● **Task details**
The answer should be a faithful retyping of the records that follow, pictures excluded.

(Image-grounded pointing data)
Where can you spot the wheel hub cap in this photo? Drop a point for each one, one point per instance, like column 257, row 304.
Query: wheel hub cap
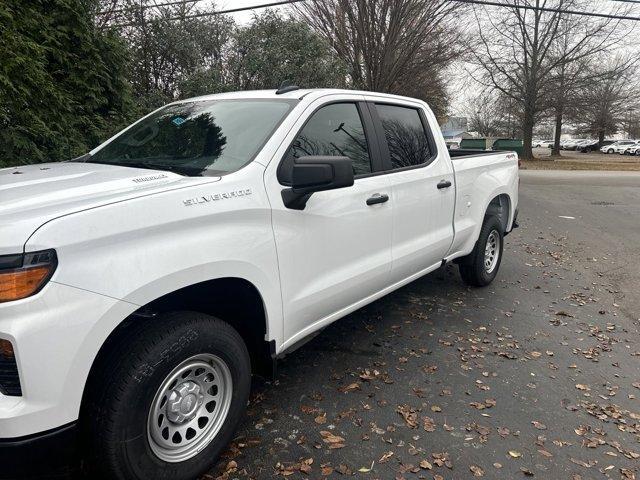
column 492, row 251
column 189, row 408
column 184, row 401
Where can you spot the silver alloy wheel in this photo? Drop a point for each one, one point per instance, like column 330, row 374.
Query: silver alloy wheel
column 492, row 251
column 189, row 408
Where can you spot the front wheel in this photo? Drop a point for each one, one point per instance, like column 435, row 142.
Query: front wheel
column 481, row 266
column 169, row 399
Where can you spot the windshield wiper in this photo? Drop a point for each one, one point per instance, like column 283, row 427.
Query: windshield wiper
column 180, row 170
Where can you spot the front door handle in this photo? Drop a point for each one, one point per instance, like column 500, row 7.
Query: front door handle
column 377, row 198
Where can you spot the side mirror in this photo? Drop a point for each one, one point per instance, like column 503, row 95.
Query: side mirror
column 315, row 174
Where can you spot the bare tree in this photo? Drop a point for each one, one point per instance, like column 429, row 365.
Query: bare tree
column 492, row 114
column 518, row 51
column 605, row 106
column 394, row 46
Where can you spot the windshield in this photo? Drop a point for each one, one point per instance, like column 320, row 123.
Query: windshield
column 211, row 137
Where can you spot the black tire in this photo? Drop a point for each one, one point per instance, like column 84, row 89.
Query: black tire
column 472, row 267
column 115, row 417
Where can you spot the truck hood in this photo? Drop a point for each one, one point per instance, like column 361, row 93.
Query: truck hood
column 35, row 194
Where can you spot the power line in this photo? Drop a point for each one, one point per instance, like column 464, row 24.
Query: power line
column 476, row 2
column 145, row 7
column 552, row 10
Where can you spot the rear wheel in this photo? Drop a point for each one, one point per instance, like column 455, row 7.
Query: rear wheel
column 170, row 399
column 481, row 266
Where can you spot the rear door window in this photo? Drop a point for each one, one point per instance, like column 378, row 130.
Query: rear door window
column 333, row 130
column 406, row 136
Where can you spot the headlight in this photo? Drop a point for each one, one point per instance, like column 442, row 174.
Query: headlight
column 24, row 275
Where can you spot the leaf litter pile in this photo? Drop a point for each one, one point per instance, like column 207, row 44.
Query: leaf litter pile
column 537, row 376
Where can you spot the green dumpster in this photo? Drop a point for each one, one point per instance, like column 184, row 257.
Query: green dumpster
column 510, row 144
column 474, row 144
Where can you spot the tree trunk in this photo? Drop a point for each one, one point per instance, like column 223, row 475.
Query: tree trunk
column 555, row 151
column 527, row 136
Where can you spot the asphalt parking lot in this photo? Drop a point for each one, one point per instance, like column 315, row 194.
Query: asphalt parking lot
column 536, row 376
column 588, row 157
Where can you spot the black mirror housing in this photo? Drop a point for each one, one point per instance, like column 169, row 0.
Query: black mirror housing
column 316, row 174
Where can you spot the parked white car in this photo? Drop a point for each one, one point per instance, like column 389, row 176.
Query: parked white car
column 542, row 143
column 635, row 150
column 142, row 284
column 630, row 149
column 618, row 146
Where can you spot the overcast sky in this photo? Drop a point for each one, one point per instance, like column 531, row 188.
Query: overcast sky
column 460, row 85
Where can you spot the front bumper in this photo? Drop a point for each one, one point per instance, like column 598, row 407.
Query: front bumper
column 49, row 454
column 56, row 335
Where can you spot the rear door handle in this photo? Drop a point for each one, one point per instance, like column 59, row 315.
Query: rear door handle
column 377, row 198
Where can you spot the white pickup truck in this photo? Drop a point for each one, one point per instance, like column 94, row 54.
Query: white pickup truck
column 142, row 284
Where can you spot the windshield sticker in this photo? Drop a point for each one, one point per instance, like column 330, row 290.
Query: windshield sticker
column 150, row 178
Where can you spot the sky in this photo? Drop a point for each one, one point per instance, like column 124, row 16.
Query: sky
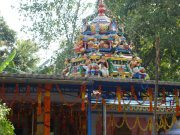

● **Your solution**
Where can you spot the wheel hub cap in this photo? Drop a point for each one, one point per instance, like column 257, row 304.
Query: wheel hub cap
column 492, row 251
column 189, row 408
column 184, row 401
Where can you spot the silver alloy wheel in this photo? Drop a point for each one, one point per instance, like column 330, row 374.
Query: silver alloy wheel
column 492, row 251
column 189, row 408
Where can you spot the front wheel in this photo? Drop a point for each one, one point per instance, like column 435, row 142.
Query: front wheel
column 481, row 266
column 169, row 399
Where can you spot the windshield wiper in this photo? Drop a point for each one, one point per instance, like column 283, row 427.
Query: windshield wiper
column 180, row 170
Where can you spot the front door handle in this photo? Drop a point for each one, one point per instance, like column 500, row 7.
Query: front door handle
column 377, row 198
Where can you spot the side mirror in this photo? Drop a point for each one, one point per instance, like column 503, row 95.
Query: side mirror
column 315, row 174
Where can you spot the bare tree in this photo? Drop a point for each one, one point per instance, like column 429, row 365.
Query: bare tree
column 492, row 114
column 518, row 51
column 605, row 106
column 394, row 46
Where can you spot the windshield in this photo? Drop a point for each one, one point per instance, like column 320, row 123.
Query: windshield
column 211, row 137
Where can you spot the black tire in this photo? Drop a point for each one, one point per instance, like column 84, row 89.
Query: black tire
column 472, row 267
column 115, row 417
Where can you spot the truck hood in this photo? Drop a point for each one, one point per instance, like column 361, row 93.
Query: truck hood
column 35, row 194
Where can you spot the power line in this photo? Drop a point for each one, one point per instance, like column 464, row 24.
Query: power line
column 476, row 2
column 145, row 7
column 552, row 10
Where can you spot the rear wheel in this photo? Drop a point for each one, one point per instance, like column 455, row 7.
Query: rear wheel
column 170, row 399
column 481, row 266
Where can you spot the rear door window in this photo? Drop a point for each one, one point per instance, like column 378, row 130.
Query: rear door window
column 333, row 130
column 406, row 136
Where can you spot the headlight in this photo? Drop a point for each one, one point per instance, like column 442, row 174.
Query: headlight
column 24, row 275
Where can you spot the leaf litter pile in this photo? Drop a point for each one, one point per instance, like column 207, row 44.
Query: leaf litter pile
column 537, row 376
Where can you spot the green dumpster in this photo? Drop a point for each one, one point per instance, like column 184, row 257.
Query: green dumpster
column 510, row 144
column 474, row 144
Where can you spot the tree trunk in this photo? Drop a point for each one, one point per instance, like column 223, row 475.
Query: tree trunk
column 555, row 151
column 527, row 136
Where can you spot the asphalt parking lot in this photo? Drop a point for each one, one point per instance, like column 315, row 194.
Query: asphalt parking lot
column 536, row 376
column 588, row 157
Where can you spot the black mirror housing in this photo? Drop a point for each one, one point per instance, like column 169, row 0.
Query: black mirror housing
column 316, row 174
Where can you spot the parked white car in this photo? Drop a point for each one, one point per instance, like column 389, row 176.
Query: parked white car
column 542, row 143
column 635, row 150
column 142, row 284
column 630, row 149
column 618, row 146
Where can you spot the overcast sky in this photo? Drop a point for each one, one point per instance, like column 531, row 188.
Query: overcast sky
column 460, row 85
Where can you spot the front bumper in this photo? Drop a point for each one, one point per instance, like column 598, row 407.
Query: front bumper
column 49, row 454
column 56, row 335
Where can you spot the rear door handle in this photo? Drop a point for each one, one point per instance, like column 59, row 315.
Query: rear door handle
column 377, row 198
Where can you spot the white pickup truck in this photo? Drop a point for each one, one point per instance, like column 94, row 54.
Query: white pickup truck
column 142, row 284
Where can you spot the windshield sticker in this photo? Drop a point for each one, one point per instance, like column 330, row 290.
Query: windshield sticker
column 150, row 178
Where can you spot the sky in this photo? Drop a point for each one, one point per instance, like column 124, row 16.
Query: sky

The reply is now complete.